Parts of the exercise –
1 - List the domain-specific features that the FashionVectorizer page gives as examples of what its binary and integer values reflect.
2 - Repeat the passage of the FashionVectorizer page starting at "## 🧢 FashionVectorizer: Domain-Specific" and ending at "Schema (12 Dimensions)".

Page –
# 🧢 Mixed-Type Domain-Specific Embeddings (Fashion/Retail Example)

Our custom embedding model uses a 12-dimensional feature vector where:
- Some fields are binary (0/1)
- Some are encoded as integers (0–255) based on domain-specific lookups (e.g., color IDs, size ranks)



## 🧢 FashionVectorizer: Domain-Specific Vector Encoder for Retail Search

The `FashionVectorizer` class is a utility that converts fashion catalog data and user search descriptions into 12-dimensional semantic vectors. These vectors are designed for **clothing and shoe product indexing, similarity search, and recommendation systems**.

This approach enables **interpretable, explainable embeddings** with both binary and integer values reflecting domain-specific features like color, size, material, weather resistance, and use case.

---

### 🧬 Vector Schema (12 Dimensions)

Coordinate annotation records –
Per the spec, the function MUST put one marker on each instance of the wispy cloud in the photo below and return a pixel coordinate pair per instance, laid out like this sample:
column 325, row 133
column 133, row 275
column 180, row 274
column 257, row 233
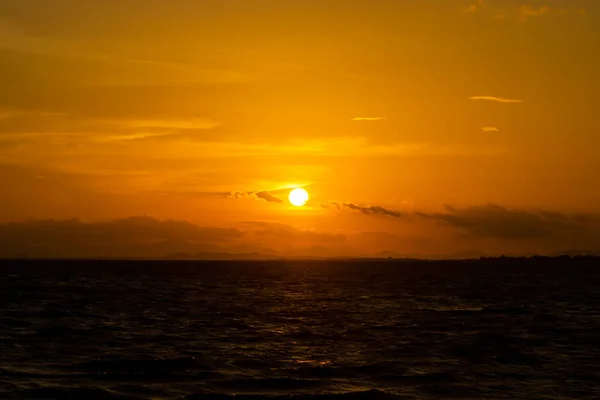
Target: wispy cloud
column 494, row 98
column 493, row 220
column 369, row 210
column 268, row 196
column 261, row 194
column 473, row 7
column 490, row 129
column 368, row 118
column 526, row 11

In response –
1 -
- Color
- Size
- Material
- Weather resistance
- Use case

2 -
## 🧢 FashionVectorizer: Domain-Specific Vector Encoder for Retail Search

The `FashionVectorizer` class is a utility that converts fashion catalog data and user search descriptions into 12-dimensional semantic vectors. These vectors are designed for **clothing and shoe product indexing, similarity search, and recommendation systems**.

This approach enables **interpretable, explainable embeddings** with both binary and integer values reflecting domain-specific features like color, size, material, weather resistance, and use case.

---

### 🧬 Vector Schema (12 Dimensions)